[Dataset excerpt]
+ + + + +

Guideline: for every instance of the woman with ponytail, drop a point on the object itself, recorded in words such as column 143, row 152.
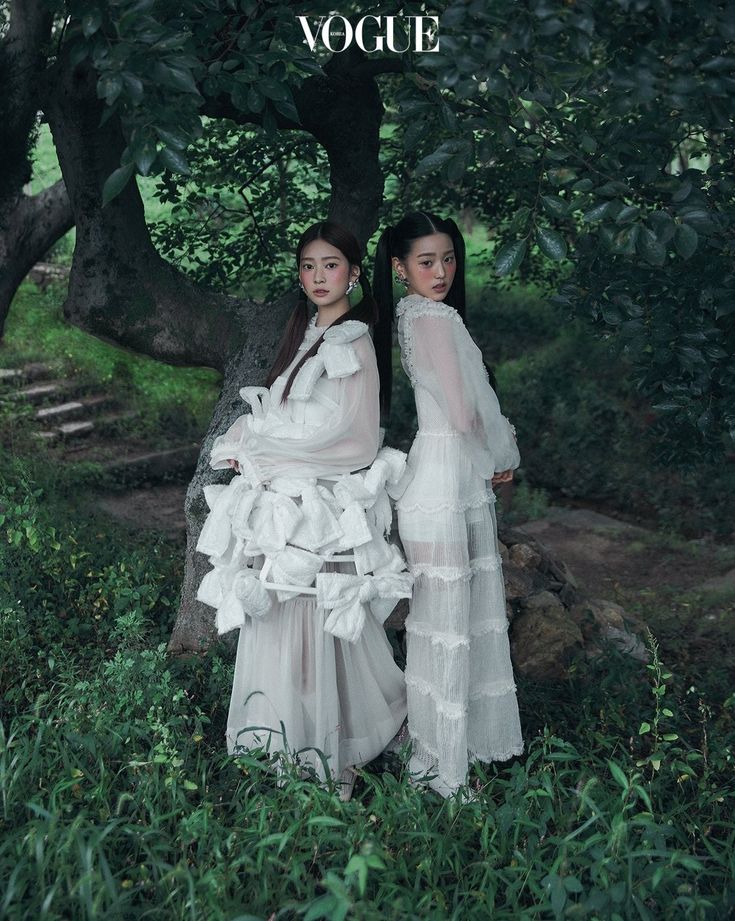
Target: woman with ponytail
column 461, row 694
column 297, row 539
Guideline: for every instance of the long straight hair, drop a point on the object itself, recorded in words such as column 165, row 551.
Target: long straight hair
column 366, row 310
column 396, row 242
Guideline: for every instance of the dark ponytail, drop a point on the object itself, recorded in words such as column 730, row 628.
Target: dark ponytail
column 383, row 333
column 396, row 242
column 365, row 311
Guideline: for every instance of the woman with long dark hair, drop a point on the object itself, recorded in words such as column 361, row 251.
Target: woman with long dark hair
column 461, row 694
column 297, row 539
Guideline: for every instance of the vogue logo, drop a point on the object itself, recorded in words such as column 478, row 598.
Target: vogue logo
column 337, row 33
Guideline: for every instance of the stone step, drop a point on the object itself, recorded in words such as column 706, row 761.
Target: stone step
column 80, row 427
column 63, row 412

+ + + + +

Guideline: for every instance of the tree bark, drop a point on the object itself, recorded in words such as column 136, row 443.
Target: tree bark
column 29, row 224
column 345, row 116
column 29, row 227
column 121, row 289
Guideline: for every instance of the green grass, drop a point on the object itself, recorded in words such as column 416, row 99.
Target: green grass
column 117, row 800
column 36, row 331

+ + + + +

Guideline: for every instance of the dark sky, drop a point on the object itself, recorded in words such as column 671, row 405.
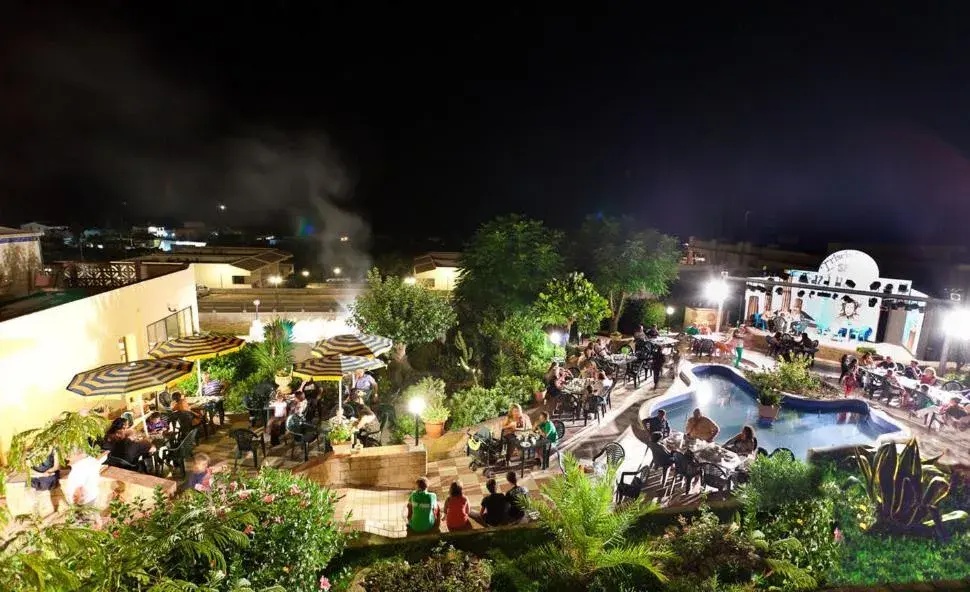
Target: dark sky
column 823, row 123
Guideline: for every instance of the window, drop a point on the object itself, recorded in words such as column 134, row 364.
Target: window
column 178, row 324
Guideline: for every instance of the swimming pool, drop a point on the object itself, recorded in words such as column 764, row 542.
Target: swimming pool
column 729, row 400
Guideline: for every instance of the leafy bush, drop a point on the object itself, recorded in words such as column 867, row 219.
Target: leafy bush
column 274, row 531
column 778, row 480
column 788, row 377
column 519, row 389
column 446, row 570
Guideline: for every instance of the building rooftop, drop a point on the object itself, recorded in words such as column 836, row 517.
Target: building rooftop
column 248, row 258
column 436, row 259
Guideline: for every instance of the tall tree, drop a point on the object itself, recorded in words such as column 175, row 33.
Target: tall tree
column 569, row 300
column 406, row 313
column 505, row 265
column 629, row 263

+ + + + +

#### WRITTEN REQUEST:
Revise the material starting at the line containing "Guideline: for every instance of the building" and stopping after the line containing "column 436, row 259": replace "building rooftop" with "roof terrace" and leave everything else unchanged. Return only those lines.

#### RESULT OF THE EXERCISE:
Guideline: for every instance of the roof terrace, drop a point on the object itself, recorded in words such as column 836, row 517.
Target: roof terrace
column 248, row 258
column 436, row 259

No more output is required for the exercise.